[Stored data entries]
- - - - -

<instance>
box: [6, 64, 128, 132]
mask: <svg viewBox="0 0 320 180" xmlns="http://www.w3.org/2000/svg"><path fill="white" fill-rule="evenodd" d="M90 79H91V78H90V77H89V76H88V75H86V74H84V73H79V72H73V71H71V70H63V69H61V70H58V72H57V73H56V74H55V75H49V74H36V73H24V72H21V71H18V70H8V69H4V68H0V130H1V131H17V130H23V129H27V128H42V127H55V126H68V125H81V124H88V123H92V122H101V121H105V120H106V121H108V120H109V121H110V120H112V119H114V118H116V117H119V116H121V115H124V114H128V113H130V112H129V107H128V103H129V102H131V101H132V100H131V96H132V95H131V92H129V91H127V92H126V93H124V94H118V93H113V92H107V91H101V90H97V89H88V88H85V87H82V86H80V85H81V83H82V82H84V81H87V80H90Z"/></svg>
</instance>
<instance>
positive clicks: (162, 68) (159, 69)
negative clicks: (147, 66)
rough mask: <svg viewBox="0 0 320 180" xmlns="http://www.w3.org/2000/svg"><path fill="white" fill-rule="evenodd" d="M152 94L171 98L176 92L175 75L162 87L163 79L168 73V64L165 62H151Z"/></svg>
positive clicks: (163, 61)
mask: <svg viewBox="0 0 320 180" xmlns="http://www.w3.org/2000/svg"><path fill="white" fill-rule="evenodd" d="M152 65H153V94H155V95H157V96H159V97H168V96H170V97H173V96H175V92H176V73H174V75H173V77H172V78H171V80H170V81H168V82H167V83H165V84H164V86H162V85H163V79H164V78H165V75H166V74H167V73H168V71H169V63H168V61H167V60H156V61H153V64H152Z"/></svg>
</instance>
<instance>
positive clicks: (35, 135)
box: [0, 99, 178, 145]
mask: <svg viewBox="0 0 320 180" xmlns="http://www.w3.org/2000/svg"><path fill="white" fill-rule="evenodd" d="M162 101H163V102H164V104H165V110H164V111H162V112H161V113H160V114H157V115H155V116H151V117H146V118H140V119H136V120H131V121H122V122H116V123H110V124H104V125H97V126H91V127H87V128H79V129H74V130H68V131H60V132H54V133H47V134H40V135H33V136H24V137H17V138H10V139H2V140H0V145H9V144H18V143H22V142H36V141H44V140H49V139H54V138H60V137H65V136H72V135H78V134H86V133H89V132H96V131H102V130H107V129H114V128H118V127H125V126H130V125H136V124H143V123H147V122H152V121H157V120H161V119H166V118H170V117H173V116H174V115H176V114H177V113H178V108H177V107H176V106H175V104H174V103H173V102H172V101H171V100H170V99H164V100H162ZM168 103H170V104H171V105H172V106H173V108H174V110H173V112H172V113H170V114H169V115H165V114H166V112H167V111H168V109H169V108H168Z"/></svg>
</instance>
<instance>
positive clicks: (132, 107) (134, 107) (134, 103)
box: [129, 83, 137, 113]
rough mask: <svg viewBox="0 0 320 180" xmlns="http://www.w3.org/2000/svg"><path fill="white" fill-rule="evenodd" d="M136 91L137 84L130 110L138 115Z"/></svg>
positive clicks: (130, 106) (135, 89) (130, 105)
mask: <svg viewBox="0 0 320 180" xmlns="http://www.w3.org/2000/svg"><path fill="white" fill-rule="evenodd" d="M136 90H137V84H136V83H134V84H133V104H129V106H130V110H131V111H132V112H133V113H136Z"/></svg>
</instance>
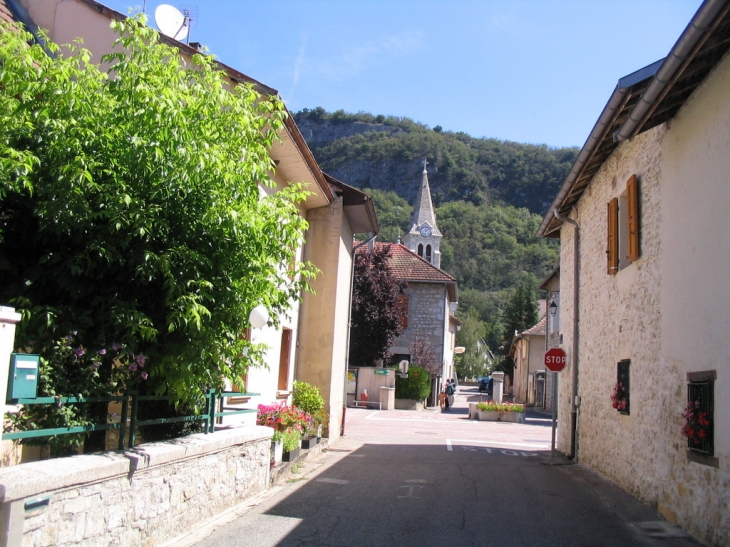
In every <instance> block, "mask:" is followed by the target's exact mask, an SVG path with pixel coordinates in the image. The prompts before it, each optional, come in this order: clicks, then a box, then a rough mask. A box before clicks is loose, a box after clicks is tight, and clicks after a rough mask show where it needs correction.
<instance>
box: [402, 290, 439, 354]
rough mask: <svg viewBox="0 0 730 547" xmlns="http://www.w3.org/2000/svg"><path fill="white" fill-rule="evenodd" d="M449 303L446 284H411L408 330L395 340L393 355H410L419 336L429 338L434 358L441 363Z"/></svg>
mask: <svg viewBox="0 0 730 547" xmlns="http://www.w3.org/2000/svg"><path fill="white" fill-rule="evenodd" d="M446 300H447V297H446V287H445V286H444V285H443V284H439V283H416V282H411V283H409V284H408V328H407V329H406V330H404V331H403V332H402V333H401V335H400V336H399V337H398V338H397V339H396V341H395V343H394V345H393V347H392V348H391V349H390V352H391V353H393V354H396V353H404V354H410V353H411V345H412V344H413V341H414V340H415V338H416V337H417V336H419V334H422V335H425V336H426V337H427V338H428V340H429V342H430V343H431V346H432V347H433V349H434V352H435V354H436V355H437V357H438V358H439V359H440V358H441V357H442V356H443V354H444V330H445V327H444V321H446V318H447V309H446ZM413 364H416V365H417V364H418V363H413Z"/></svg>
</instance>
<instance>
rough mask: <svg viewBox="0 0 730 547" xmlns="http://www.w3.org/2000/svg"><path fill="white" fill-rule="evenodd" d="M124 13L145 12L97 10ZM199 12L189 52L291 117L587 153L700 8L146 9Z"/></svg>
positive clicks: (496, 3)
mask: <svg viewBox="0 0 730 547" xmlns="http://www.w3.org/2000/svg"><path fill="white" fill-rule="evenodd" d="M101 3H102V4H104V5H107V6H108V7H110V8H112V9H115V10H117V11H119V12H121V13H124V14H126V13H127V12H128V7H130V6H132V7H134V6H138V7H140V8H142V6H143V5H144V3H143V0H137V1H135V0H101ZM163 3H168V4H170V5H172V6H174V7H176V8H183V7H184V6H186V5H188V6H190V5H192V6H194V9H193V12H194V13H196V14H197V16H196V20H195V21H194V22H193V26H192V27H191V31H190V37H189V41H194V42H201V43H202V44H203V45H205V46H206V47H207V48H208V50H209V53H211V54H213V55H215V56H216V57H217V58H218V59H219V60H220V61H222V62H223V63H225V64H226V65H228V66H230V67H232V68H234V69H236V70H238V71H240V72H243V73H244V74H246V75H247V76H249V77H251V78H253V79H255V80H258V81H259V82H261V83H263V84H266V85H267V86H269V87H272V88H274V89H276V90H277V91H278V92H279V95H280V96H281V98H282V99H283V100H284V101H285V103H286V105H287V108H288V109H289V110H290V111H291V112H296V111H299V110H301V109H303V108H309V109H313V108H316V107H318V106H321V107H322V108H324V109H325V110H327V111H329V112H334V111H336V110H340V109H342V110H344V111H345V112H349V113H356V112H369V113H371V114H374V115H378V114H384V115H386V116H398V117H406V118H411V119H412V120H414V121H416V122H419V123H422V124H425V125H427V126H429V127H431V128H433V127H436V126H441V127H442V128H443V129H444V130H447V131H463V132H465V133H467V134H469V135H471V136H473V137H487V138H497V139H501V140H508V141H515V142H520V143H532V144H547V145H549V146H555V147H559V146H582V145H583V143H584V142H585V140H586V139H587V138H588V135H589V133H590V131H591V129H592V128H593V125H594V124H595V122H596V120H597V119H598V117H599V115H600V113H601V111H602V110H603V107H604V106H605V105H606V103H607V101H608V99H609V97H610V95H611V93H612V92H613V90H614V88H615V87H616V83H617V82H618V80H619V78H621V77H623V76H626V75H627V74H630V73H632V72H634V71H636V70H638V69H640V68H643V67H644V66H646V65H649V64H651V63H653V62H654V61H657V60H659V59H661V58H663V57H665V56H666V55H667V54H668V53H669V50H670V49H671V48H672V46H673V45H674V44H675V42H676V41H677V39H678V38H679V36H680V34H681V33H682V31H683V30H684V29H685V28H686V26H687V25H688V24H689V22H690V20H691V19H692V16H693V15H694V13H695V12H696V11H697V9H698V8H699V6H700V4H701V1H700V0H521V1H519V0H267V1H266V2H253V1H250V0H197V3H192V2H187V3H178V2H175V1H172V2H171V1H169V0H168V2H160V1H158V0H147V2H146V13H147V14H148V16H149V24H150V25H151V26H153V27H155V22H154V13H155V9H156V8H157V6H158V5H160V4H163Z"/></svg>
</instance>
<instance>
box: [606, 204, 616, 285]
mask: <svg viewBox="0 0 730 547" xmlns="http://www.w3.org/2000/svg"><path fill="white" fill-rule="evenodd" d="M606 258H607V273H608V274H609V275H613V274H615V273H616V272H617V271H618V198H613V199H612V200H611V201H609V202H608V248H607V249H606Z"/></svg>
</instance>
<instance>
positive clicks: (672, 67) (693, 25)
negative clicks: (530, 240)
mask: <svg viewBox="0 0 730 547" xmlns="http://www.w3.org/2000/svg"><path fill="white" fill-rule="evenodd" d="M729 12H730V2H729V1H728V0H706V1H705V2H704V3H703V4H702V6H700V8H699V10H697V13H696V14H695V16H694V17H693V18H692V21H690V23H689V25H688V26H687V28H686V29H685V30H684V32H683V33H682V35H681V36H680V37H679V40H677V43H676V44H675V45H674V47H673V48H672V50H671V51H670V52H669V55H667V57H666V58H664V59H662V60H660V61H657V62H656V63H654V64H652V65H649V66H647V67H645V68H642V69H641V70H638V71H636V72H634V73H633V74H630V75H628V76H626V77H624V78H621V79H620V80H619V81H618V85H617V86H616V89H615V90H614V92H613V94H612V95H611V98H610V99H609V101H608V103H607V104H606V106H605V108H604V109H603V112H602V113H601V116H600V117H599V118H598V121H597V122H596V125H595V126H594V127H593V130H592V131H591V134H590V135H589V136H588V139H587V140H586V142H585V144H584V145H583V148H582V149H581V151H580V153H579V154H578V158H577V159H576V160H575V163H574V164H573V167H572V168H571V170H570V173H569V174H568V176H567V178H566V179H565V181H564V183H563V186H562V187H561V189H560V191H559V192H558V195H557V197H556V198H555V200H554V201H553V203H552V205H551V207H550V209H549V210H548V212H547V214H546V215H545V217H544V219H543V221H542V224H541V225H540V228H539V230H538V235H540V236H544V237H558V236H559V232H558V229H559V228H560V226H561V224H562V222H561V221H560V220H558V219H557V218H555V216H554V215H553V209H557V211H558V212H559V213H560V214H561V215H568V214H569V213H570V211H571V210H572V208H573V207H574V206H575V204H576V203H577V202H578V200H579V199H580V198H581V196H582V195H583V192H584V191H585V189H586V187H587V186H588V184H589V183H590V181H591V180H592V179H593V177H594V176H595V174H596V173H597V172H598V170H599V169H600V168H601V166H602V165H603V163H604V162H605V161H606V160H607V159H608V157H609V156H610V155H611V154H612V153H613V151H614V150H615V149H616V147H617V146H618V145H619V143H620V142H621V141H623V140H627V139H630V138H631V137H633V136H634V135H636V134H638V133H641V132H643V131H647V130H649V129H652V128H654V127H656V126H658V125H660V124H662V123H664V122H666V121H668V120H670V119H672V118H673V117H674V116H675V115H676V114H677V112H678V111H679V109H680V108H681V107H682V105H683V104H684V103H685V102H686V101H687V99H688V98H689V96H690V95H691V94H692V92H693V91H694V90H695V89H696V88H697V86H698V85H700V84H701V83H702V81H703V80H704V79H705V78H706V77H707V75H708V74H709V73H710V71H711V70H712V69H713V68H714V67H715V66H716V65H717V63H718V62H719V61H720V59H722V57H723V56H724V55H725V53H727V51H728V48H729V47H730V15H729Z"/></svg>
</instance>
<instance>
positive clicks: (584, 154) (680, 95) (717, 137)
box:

- - - - -

JOB ITEM: Report every line of the entries above that contains the string "negative", treating uppercase and lowercase as different.

EXERCISE RESULT:
negative clicks: (147, 66)
negative clicks: (530, 240)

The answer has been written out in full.